Perintah 1: Rangkum kutipan ini dalam dua kalimat.
Perintah 2: Dalam kutipan, apa yang ditekankan oleh Mithril Security?
Perintah 3: Terjemahkan kalimat dari kutipan ini ke dalam bahasa Inggris: "Perusahaan keamanan independen juga berperan penting."

Kutipan:
★ ★ ★

Perusahaan keamanan independen juga berperan penting. Riset dari LayerX menyoroti bagaimana ekstensi browser yang mengandalkan LLM bisa menjadi pintu masuk serangan. Mereka kemudian merilis rekomendasi praktis untuk perusahaan: membatasi izin akses ekstensi, menggunakan content security policy, serta menonaktifkan integrasi otomatis ke sumber daya penting. Hal serupa dilakukan oleh Mithril Security, yang menekankan pentingnya validasi ganda terhadap dokumen atau file yang diproses oleh AI sebelum hasilnya dianggap sah.
Dengan kata lain, jangan berikan AI “akses penuh” seolah-olah ia manusia yang dipercaya seratus persen. Langkah sederhana seperti mengecek ulang hasil rangkuman dokumen, tidak mengklik tautan mencurigakan yang disarankan AI, atau memisahkan akun pribadi dari akun kerja bisa mengurangi risiko signifikan.
Kuncinya ada pada kesadaran bahwa AI, sehebat apa pun, tetaplah sistem yang mudah dibujuk dengan bahasa. Ia tidak punya insting untuk menaruh curiga seperti manusia. Karena itu, mitigasi harus bersifat berlapis: penyedia AI menyediakan guardrails, perusahaan menetapkan aturan ketat, dan pengguna tetap waspada dalam pemakaian. Tanpa kombinasi ini, kasus “Chevy satu dolar” hanya akan menjadi awal dari daftar panjang insiden yang merugikan.

★ ★ ★

Materi Ekstraksi:

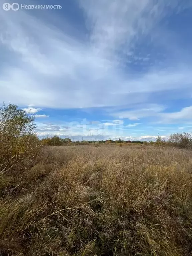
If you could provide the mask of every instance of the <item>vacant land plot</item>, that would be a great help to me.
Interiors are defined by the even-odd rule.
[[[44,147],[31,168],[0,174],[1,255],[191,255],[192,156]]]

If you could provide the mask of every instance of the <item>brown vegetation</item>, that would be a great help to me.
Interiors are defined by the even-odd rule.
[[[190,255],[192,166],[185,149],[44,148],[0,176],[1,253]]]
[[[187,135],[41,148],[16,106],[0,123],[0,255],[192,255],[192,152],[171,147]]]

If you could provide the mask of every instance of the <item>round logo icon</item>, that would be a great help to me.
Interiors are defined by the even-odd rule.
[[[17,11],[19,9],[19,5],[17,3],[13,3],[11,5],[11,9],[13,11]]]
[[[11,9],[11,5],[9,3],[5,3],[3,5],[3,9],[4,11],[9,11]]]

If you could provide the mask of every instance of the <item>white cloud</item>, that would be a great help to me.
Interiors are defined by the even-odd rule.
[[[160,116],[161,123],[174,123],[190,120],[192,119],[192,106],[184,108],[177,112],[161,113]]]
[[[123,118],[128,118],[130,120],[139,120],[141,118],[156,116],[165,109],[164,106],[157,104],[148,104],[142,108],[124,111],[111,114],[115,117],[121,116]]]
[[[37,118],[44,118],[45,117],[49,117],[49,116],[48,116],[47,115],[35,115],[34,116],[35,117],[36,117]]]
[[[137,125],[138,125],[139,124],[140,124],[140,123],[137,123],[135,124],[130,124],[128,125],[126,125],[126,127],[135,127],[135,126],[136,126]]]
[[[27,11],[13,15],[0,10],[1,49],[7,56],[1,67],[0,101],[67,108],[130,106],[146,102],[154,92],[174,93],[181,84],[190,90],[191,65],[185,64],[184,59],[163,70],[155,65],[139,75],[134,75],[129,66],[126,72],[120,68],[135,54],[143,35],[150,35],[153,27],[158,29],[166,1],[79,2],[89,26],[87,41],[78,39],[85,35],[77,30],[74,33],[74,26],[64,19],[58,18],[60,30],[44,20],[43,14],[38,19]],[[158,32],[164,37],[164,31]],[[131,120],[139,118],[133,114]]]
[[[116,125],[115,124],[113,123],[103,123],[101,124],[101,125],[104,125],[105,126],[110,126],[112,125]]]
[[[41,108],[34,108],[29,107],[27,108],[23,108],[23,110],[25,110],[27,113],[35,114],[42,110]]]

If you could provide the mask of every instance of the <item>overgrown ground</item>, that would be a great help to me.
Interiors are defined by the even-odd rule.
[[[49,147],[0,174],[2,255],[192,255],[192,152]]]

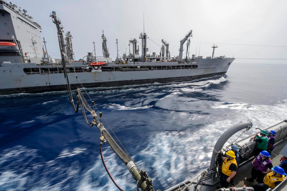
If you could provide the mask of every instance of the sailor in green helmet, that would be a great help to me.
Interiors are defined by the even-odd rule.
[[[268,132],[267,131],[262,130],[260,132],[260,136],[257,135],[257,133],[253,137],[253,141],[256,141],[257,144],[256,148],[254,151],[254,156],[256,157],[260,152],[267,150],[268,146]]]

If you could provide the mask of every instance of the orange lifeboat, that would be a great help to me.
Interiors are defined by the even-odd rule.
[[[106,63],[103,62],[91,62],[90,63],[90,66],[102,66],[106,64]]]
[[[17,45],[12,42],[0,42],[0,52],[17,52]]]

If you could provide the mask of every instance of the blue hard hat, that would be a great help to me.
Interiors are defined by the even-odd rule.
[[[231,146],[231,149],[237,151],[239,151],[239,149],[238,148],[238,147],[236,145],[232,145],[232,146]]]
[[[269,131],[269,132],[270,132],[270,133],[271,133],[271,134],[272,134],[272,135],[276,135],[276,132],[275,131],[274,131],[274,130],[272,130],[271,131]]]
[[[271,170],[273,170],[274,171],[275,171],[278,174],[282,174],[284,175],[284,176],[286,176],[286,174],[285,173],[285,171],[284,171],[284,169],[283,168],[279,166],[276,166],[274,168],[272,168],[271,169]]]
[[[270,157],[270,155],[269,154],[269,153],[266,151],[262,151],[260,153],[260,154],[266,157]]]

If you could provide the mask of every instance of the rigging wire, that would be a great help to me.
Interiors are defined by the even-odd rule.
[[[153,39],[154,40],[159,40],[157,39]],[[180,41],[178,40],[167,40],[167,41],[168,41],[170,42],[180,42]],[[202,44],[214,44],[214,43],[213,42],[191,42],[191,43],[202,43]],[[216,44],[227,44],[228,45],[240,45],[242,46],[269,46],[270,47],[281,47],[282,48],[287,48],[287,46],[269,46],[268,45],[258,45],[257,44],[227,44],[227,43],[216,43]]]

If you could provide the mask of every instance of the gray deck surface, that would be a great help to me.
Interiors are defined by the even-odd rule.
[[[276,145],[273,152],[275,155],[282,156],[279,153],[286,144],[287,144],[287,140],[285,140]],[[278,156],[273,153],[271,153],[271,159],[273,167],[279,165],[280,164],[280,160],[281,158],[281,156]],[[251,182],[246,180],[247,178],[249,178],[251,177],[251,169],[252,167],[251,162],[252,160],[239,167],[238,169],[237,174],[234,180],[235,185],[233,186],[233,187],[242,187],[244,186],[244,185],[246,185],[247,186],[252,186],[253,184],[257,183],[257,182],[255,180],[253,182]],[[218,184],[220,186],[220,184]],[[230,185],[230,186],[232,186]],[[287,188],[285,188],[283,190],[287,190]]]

★ ★ ★

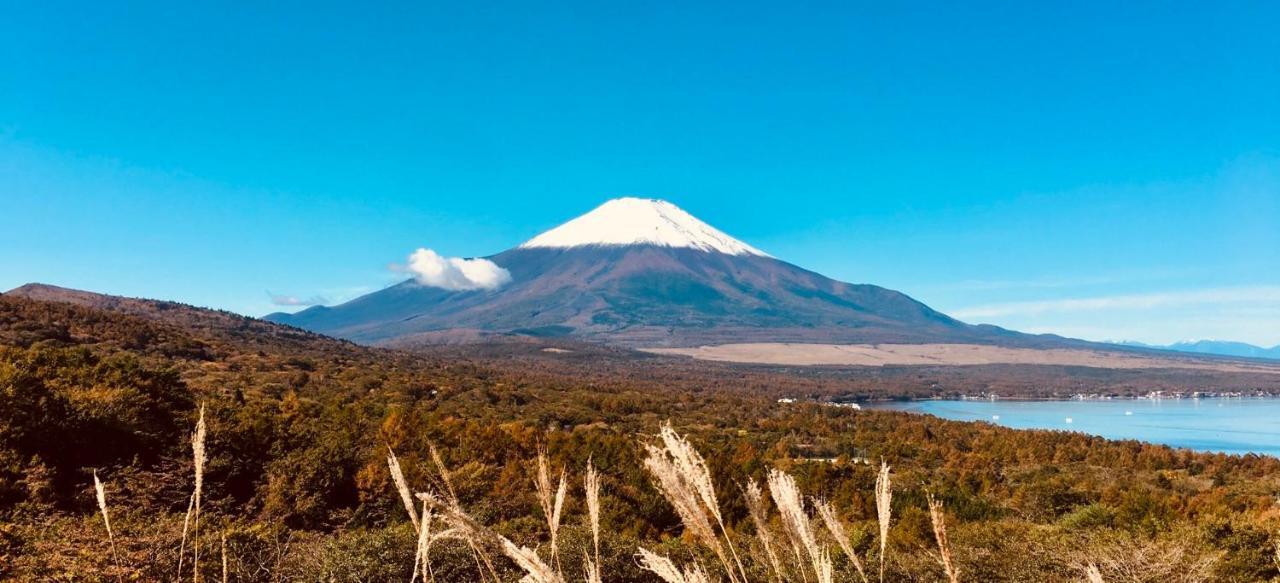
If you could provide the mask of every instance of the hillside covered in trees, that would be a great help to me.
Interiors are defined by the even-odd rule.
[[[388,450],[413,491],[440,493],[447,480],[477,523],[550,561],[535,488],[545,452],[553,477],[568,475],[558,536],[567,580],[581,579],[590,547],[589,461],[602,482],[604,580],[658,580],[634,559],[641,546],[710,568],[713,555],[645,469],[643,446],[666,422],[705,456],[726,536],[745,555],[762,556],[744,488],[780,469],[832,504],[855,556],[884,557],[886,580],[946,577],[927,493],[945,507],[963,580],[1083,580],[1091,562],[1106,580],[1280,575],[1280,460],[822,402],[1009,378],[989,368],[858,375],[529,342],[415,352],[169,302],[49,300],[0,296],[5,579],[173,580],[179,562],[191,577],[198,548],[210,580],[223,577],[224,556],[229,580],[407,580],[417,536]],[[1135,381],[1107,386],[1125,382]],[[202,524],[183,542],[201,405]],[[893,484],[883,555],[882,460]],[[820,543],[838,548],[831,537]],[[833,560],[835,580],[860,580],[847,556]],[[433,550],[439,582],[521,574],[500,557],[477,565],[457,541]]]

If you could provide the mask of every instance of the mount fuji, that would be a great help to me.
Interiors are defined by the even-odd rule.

★ ★ ★

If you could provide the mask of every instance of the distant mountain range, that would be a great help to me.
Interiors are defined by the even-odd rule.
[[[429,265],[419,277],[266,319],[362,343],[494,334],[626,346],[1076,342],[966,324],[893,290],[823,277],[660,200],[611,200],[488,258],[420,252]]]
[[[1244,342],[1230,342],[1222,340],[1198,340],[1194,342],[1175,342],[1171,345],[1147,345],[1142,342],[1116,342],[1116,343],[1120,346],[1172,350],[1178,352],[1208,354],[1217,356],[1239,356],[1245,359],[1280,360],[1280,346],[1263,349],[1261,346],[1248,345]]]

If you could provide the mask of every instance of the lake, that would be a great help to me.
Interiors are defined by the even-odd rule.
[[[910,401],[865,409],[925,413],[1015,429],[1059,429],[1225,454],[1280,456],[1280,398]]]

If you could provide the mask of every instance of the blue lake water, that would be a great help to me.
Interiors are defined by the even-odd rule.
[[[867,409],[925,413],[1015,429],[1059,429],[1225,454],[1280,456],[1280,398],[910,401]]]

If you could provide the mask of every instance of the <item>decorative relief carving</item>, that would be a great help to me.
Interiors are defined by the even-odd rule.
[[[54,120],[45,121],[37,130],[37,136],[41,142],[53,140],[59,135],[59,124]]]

★ ★ ★

Jawaban Tugas 1: Perusahaan keamanan independen seperti LayerX dan Mithril Security memberikan rekomendasi praktis, mulai dari membatasi izin akses ekstensi browser hingga validasi ganda terhadap dokumen yang diproses AI. Karena AI mudah dibujuk dengan bahasa dan tidak punya insting curiga seperti manusia, mitigasi harus berlapis dengan melibatkan penyedia AI, perusahaan, dan pengguna.

Jawaban Tugas 2: Pentingnya validasi ganda terhadap dokumen atau file yang diproses oleh AI sebelum hasilnya dianggap sah.

Jawaban Tugas 3: Independent security companies also play an important role.